Selection —
»»
By Robert Cooper, Wildix Americas
Digital disruption is never just about shifts in technology. Just as important (if not more so) are purchasing trends and the customer expectations that come with them, which MSPs must always recognize if they’re to succeed. And one of the biggest trends in this category is the shift from traditional ownership to pure utilization.
For decades, the traditional model for business sales was the CAPEX model, or one-off purchases where the buyer gains permanent ownership from a single monetary exchange. In a time when technology sat still for long enough that purchases of this nature lasted, there was a reason for this mode of purchasing to be the one in focus.
However, with technologies now advancing as quickly as they do, CAPEX is increasingly fraught with challenges, and business owners are in response transitioning away from traditional ownership to a subscription-based model, otherwise known as the OPEX (operational expenditures) model. The benefits derived from this model are far more relevant to both end users and the MSPs making the sale. Most notably, end users purchasing through OPEX can keep pace with technological innovation in their business, while the MSP becomes able to offer their services over a longer period and thereby extending the lifetime value earned from that customer.
While these definitions of CAPEX and OPEX are not all-encompassing, they do represent shifting attitudes concerning tech ownership and the impracticality today of permanently owning devices and software.
OPEX is made possible mostly by vendors offering their technologies through an “As a Service” model that requires an ongoing subscription fee for a particular service. The As a Service sales model should already be familiar to the average person, particularly those who are fans of streaming services like Netflix and Spotify, which give users access to content for a monthly fee, rather than ownership of the content. Many may also be familiar with the “Software-as-a-Service’’ (SaaS) model used by Adobe and Microsoft, which works similarly. Hardware is also available through a “Hardware as a Service” (HWaaS) model that operates as an ongoing agreement with no set end.
For some perspective on just how prevalent the shift to As a Service has become, research group Deloitte Insights found in a recent poll that by 2025, 87% of business leaders who responded expect that more than half of the technology for their enterprises will be purchased using OPEX.
««
Challenge — Quote the part of the article on the shift from ownership to subscription purchasing that begins with the words "While these definitions" and ends with "no set end.".

Given information —
»»
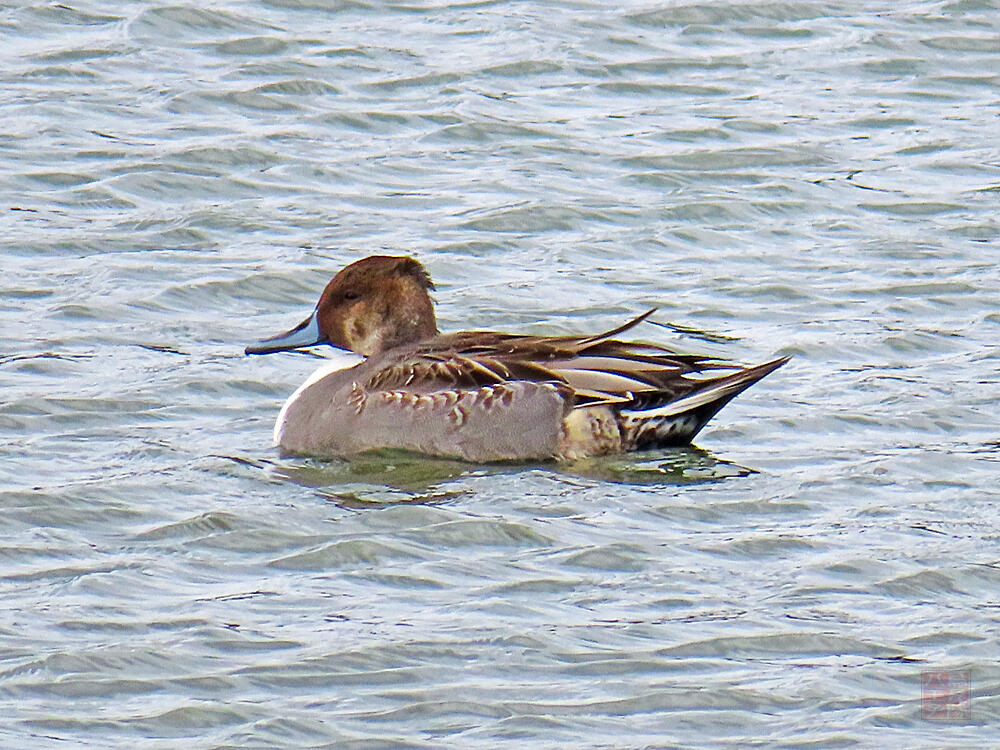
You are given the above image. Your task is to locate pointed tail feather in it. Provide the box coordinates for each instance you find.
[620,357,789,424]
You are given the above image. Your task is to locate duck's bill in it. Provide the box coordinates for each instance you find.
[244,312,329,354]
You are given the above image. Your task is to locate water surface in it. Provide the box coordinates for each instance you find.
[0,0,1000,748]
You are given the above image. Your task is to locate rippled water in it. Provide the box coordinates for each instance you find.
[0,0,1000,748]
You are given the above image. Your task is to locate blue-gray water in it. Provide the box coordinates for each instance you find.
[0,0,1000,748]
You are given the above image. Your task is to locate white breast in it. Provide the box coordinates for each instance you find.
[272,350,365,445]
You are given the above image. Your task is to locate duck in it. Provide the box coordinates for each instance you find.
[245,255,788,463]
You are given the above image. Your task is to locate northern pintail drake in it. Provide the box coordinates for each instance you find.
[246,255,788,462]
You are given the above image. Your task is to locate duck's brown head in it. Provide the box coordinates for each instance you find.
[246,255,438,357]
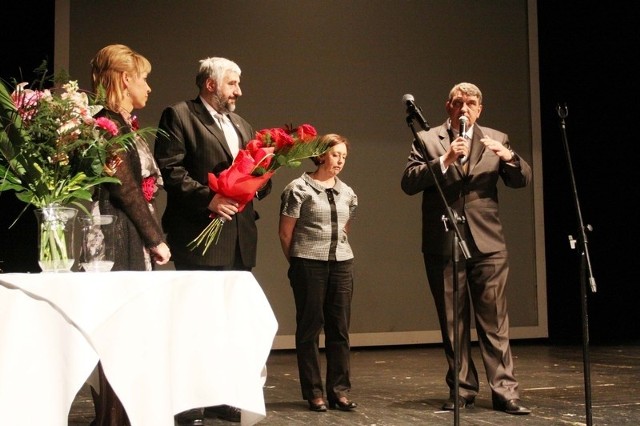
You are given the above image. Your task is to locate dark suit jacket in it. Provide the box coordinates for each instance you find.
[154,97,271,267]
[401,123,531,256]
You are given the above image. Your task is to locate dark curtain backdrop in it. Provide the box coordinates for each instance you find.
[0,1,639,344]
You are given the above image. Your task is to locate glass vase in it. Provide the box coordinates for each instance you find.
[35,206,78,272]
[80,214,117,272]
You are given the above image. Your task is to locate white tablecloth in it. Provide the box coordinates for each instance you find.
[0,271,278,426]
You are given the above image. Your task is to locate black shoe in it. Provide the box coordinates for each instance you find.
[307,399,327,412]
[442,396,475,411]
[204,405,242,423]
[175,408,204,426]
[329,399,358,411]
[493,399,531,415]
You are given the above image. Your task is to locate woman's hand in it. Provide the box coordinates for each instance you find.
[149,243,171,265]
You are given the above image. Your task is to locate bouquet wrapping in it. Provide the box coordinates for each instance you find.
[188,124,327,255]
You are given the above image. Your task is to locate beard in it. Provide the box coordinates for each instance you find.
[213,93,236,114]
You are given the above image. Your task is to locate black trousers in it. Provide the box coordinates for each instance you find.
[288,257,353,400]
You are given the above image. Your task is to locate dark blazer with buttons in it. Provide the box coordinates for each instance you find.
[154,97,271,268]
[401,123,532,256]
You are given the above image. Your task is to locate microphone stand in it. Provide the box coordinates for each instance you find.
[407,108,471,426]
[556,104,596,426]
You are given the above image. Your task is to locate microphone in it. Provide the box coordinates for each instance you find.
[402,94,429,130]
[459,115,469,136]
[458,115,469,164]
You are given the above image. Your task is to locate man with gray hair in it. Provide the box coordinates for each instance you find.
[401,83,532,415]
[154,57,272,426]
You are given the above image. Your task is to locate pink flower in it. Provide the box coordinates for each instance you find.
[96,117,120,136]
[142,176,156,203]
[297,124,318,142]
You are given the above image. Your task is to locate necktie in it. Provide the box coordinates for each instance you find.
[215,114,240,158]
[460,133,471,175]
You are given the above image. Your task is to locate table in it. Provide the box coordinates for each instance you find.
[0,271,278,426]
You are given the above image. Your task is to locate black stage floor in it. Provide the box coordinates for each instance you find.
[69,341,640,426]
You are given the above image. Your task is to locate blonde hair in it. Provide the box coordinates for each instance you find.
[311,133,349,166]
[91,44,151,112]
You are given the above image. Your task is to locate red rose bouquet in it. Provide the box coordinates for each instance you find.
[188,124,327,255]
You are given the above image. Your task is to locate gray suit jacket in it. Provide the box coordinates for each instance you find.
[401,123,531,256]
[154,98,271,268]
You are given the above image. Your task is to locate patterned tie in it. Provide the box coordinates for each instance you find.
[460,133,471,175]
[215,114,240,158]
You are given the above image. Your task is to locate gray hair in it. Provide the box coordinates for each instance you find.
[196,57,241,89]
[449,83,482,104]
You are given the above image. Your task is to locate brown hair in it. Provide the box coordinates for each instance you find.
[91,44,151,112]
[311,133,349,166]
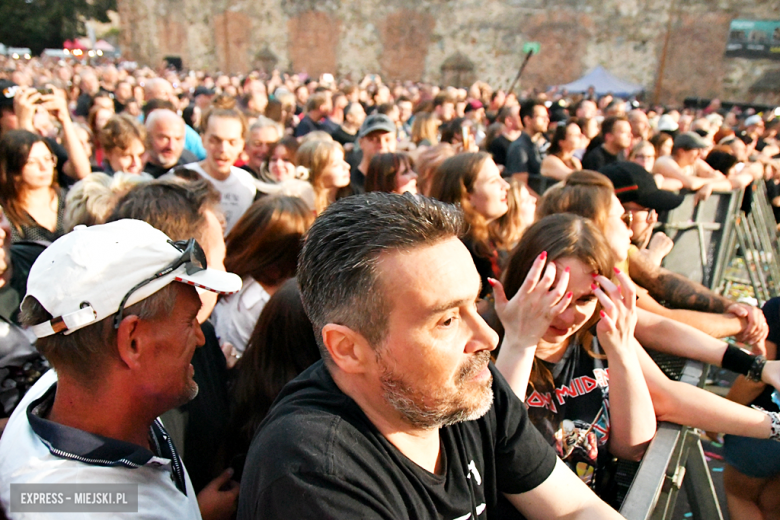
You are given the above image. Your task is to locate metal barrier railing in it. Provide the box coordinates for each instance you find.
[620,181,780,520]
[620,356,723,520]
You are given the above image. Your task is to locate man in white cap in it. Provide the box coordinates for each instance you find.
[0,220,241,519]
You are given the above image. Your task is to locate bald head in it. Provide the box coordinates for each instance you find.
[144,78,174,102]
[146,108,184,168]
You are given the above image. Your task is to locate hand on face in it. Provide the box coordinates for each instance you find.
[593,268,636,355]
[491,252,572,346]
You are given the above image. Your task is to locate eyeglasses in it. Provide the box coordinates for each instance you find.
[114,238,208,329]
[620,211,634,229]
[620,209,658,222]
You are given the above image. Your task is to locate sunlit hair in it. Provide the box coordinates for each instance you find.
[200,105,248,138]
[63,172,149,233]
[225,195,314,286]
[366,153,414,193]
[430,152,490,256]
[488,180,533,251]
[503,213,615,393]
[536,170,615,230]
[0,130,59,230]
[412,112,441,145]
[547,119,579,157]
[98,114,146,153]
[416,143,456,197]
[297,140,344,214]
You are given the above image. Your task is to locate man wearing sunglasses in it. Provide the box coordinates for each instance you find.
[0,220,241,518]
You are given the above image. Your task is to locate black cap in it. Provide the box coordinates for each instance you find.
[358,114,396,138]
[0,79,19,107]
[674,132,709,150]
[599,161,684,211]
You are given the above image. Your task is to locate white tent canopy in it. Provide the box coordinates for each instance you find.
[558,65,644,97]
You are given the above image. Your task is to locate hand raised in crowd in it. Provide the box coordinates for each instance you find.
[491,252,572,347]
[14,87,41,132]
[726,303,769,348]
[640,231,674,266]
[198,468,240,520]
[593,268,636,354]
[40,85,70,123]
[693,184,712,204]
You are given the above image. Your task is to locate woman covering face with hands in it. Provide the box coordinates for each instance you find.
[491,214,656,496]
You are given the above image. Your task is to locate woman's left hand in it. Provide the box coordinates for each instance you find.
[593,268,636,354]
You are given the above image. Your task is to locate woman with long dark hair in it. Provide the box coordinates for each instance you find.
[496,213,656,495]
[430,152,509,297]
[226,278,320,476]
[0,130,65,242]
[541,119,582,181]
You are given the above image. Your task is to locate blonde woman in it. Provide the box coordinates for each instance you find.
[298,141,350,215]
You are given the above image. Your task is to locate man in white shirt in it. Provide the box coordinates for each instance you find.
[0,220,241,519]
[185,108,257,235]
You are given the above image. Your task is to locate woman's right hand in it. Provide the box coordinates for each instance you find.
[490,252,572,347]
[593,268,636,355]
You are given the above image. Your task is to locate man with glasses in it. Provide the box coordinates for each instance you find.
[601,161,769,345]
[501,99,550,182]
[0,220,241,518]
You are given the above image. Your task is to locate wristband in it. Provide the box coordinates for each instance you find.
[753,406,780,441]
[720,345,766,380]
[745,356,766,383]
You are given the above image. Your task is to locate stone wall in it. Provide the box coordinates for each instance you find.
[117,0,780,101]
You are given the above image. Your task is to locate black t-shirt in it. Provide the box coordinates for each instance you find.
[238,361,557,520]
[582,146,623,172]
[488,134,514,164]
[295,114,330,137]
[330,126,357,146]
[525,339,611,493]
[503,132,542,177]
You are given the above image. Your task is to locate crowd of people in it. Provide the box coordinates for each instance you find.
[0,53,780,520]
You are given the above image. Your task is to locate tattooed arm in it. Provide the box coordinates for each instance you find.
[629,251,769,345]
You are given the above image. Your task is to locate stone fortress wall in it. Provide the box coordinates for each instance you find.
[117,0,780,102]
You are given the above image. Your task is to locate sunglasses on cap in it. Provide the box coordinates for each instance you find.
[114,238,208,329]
««
Solution to this exercise —
While these definitions of CAPEX and OPEX are not all-encompassing, they do represent shifting attitudes concerning tech ownership and the impracticality today of permanently owning devices and software.
OPEX is made possible mostly by vendors offering their technologies through an “As a Service” model that requires an ongoing subscription fee for a particular service. The As a Service sales model should already be familiar to the average person, particularly those who are fans of streaming services like Netflix and Spotify, which give users access to content for a monthly fee, rather than ownership of the content. Many may also be familiar with the “Software-as-a-Service’’ (SaaS) model used by Adobe and Microsoft, which works similarly. Hardware is also available through a “Hardware as a Service” (HWaaS) model that operates as an ongoing agreement with no set end.